▶ [TASK STATEMENT]
The line containing "206L58 200L49 201L46" marks the start; repeat it and every following line exactly through the end of the entries.

▶ [SUPPLIED INFORMATION]

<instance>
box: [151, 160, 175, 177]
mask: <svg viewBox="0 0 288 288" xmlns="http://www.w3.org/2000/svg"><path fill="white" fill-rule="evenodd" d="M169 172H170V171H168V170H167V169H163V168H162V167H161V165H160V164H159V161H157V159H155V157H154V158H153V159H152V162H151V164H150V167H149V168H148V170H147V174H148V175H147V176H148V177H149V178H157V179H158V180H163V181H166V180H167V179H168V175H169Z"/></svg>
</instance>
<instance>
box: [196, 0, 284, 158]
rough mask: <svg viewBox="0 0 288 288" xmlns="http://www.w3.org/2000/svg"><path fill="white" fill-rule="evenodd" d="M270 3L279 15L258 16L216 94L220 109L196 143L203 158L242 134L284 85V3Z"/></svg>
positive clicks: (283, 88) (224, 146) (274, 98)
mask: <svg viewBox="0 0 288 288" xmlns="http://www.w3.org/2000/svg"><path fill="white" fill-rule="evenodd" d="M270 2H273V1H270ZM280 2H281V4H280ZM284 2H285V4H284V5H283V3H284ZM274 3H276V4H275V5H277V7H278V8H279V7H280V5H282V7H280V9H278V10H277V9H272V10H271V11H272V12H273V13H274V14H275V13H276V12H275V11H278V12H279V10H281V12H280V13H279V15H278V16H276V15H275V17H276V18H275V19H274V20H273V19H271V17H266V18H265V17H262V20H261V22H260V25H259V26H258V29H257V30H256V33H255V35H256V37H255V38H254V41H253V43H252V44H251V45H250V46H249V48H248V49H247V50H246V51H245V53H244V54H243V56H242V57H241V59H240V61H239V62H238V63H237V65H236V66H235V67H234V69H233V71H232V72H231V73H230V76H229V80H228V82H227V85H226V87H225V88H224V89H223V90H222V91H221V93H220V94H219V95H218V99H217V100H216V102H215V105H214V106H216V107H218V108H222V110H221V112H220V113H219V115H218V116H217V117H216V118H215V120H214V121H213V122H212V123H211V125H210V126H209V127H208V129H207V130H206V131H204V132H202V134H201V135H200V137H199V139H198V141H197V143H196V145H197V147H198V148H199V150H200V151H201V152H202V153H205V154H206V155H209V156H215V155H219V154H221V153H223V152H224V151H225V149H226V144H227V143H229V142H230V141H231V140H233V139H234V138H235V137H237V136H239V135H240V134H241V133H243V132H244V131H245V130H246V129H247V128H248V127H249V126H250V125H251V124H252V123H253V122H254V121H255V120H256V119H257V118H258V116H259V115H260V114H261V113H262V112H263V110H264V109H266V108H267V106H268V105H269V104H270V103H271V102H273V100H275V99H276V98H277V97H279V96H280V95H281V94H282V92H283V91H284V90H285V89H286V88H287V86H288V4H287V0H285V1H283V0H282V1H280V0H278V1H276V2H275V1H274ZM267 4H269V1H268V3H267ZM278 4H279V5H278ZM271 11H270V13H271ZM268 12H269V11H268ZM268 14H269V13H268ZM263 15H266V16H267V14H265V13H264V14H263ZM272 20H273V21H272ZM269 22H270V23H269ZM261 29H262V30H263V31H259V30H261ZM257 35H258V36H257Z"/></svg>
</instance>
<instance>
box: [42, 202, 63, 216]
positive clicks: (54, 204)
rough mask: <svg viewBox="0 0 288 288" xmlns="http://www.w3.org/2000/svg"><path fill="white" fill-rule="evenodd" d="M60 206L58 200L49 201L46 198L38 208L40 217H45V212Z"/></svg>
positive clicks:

▶ [ANSWER SECTION]
rough mask: <svg viewBox="0 0 288 288" xmlns="http://www.w3.org/2000/svg"><path fill="white" fill-rule="evenodd" d="M60 206L58 200L49 201L46 198L38 208L40 217H45V212Z"/></svg>
positive clicks:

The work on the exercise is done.